# WHAT THE TASK REQUIRES:
Render every line of the entries below as a JSON list of strings, one string per line, with blank lines left out.

━━━ GIVEN RECORDS ━━━

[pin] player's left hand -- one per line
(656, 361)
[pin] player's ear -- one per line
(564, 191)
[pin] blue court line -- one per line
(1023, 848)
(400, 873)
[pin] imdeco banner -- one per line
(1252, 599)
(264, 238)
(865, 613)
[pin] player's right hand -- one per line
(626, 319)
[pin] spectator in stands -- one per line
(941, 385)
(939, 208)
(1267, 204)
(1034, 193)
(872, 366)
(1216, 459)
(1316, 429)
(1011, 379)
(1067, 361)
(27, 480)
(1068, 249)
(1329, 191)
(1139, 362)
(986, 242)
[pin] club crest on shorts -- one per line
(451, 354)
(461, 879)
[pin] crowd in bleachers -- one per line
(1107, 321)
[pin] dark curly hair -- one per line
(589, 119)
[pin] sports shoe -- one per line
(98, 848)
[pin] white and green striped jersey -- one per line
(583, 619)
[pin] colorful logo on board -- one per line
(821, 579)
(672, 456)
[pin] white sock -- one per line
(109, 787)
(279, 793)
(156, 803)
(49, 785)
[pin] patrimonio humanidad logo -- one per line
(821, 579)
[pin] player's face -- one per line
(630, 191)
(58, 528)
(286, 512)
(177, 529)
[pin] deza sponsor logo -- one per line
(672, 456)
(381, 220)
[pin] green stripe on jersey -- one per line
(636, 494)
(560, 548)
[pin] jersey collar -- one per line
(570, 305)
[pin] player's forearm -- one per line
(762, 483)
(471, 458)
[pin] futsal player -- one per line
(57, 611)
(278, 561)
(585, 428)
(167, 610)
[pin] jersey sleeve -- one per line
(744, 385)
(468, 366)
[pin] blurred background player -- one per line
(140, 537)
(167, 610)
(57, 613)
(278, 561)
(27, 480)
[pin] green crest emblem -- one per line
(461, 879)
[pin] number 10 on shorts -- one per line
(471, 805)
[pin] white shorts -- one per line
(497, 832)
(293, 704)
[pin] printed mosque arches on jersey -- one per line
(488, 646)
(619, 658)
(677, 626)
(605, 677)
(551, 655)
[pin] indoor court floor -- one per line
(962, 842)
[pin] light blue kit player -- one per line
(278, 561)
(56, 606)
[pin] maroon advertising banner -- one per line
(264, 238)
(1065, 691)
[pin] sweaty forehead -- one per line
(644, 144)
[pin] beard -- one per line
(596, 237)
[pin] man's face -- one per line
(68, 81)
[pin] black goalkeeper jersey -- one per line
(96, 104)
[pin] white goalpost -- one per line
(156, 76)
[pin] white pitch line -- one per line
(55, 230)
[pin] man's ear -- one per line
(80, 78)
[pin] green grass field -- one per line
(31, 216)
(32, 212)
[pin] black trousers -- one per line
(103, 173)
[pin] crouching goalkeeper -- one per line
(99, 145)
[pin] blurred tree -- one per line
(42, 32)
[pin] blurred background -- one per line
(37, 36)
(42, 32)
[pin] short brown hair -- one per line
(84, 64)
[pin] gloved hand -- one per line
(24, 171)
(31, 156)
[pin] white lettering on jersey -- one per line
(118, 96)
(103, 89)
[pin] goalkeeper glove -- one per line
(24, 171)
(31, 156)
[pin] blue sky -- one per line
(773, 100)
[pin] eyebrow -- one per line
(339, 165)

━━━

# RESULT FOR THIS TASK:
[
  "[pin] player's left hand -- one per line",
  "(656, 361)",
  "[pin] player's ear -- one per line",
  "(564, 191)",
  "[pin] blue court line -- one per line",
  "(1023, 848)",
  "(400, 873)",
  "[pin] imdeco banner -- one per line",
  "(1252, 599)",
  "(264, 238)",
  "(865, 613)",
  "[pin] player's right hand -- one per line",
  "(626, 319)",
  "[pin] spectator in stands -- one per line",
  "(941, 385)",
  "(939, 208)",
  "(1267, 204)",
  "(1034, 193)",
  "(872, 366)",
  "(1216, 459)",
  "(1316, 429)",
  "(1011, 379)",
  "(1067, 361)",
  "(27, 480)",
  "(1068, 249)",
  "(1329, 191)",
  "(1139, 362)",
  "(986, 242)",
  "[pin] club crest on shorts -- one per line",
  "(451, 354)",
  "(461, 879)",
  "[pin] crowd in bleachers -- one per line",
  "(1107, 321)",
  "[pin] dark curly hair -- one per line",
  "(589, 119)",
  "[pin] sports shoe -- one per line",
  "(98, 848)",
  "[pin] white and green striped jersey -- one per line",
  "(583, 619)",
  "[pin] colorful logo on board -- one per line",
  "(821, 579)",
  "(672, 456)",
  "[pin] white sock -- one per line",
  "(109, 787)",
  "(279, 793)",
  "(156, 803)",
  "(49, 785)",
  "[pin] patrimonio humanidad logo -- one per line",
  "(821, 579)",
  "[pin] player's face -- one per line",
  "(630, 191)",
  "(58, 528)",
  "(286, 512)",
  "(177, 529)",
  "[pin] deza sponsor logo -- one per line",
  "(672, 456)",
  "(381, 220)",
  "[pin] green stripe on jersey -- one per line",
  "(636, 494)",
  "(560, 548)",
  "[pin] jersey collar -- one per line",
  "(570, 305)",
  "[pin] player's forearm -- one per line",
  "(762, 483)",
  "(471, 458)",
  "[pin] futsal player -- one per line",
  "(57, 611)",
  "(278, 561)",
  "(585, 428)",
  "(167, 610)",
  "[pin] jersey sleeve -- one per line",
  "(744, 385)",
  "(468, 366)",
  "[pin] blurred background player -- one per line",
  "(140, 537)",
  "(167, 610)",
  "(57, 613)",
  "(278, 561)",
  "(27, 480)",
  "[pin] green crest emblem -- one per line",
  "(461, 879)",
  "[pin] number 10 on shorts -- one per line",
  "(471, 805)",
  "[pin] white shorts -- one per line",
  "(497, 832)",
  "(293, 704)",
  "[pin] printed mosque arches on jersey -- one per line",
  "(488, 646)",
  "(619, 658)",
  "(677, 626)",
  "(605, 677)",
  "(551, 655)",
  "[pin] indoor court floor -- one per line",
  "(962, 842)",
  "[pin] light blue kit player -- one per line",
  "(278, 561)",
  "(56, 606)",
  "[pin] maroon advertising banner -- one per line",
  "(264, 238)",
  "(1065, 691)",
  "[pin] sweaty forehead -- one per line",
  "(644, 144)",
  "[pin] beard -- one per line",
  "(596, 237)",
  "[pin] man's face -- one per line",
  "(68, 81)",
  "[pin] black goalkeeper jersey -- one per line",
  "(96, 104)",
  "[pin] white goalpost -- one per line",
  "(156, 76)",
  "[pin] white pitch line -- one per line",
  "(55, 230)",
  "[pin] man's ear -- one per line",
  "(80, 78)",
  "[pin] green grass field -- one per line",
  "(31, 216)",
  "(32, 212)",
  "[pin] black trousers -- one per line",
  "(103, 173)",
  "[pin] crouching goalkeeper -- one per line",
  "(99, 145)",
  "[pin] blurred tree -- one per line",
  "(42, 32)",
  "[pin] blurred background -- one per line",
  "(37, 36)",
  "(42, 32)",
  "[pin] short brown hair -- one per line",
  "(84, 64)",
  "[pin] gloved hand -- one per line",
  "(24, 171)",
  "(31, 156)",
  "[pin] white lettering on jersey -- one per line",
  "(118, 96)",
  "(103, 89)",
  "[pin] goalkeeper glove -- one per line",
  "(24, 171)",
  "(31, 156)",
  "[pin] blue sky -- one per line",
  "(773, 100)",
  "[pin] eyebrow -- one per line",
  "(339, 165)"
]